If a record below holds a picture, leave the picture out and copy the rest exactly.
---- DATA EXCERPTS
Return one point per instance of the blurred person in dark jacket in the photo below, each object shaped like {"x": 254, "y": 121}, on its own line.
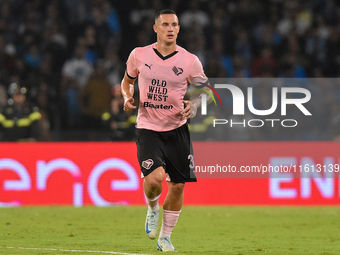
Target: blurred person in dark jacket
{"x": 19, "y": 119}
{"x": 120, "y": 124}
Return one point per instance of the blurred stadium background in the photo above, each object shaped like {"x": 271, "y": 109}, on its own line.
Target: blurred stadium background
{"x": 70, "y": 56}
{"x": 61, "y": 50}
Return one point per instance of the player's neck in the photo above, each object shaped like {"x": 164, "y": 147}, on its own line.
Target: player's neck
{"x": 165, "y": 49}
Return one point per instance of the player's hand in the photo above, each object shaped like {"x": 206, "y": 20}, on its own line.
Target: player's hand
{"x": 128, "y": 104}
{"x": 190, "y": 110}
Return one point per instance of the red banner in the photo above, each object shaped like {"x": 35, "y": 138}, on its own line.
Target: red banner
{"x": 230, "y": 173}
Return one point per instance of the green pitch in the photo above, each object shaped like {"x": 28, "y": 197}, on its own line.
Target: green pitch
--------
» **EXERCISE SOLUTION**
Return one point per instance of the blurred person in dark jacket in the photo below, each object shaped like {"x": 254, "y": 121}, on its own line.
Target: blurred person in dark jacket
{"x": 19, "y": 119}
{"x": 120, "y": 124}
Return one point per instance of the blurred stadium background in the photo above, each object shaped like {"x": 271, "y": 109}, on its own line.
Target: blurred stadium background
{"x": 70, "y": 56}
{"x": 61, "y": 50}
Return one point per instance of the player's neck in the photo above, each object shaped like {"x": 164, "y": 147}, on its own line.
Target: player's neck
{"x": 165, "y": 49}
Return one point per instance of the player's hand in the photo above, each object shaped like {"x": 206, "y": 20}, on its own line.
Target: player's hand
{"x": 128, "y": 104}
{"x": 190, "y": 110}
Return one point per instance of the red banner in the photo above, each object shaped like {"x": 35, "y": 138}, on its own line.
Target: red banner
{"x": 230, "y": 173}
Return one point per instance of the green pitch in the photo above, each object shaped like {"x": 28, "y": 197}, on its own line.
Target: green pitch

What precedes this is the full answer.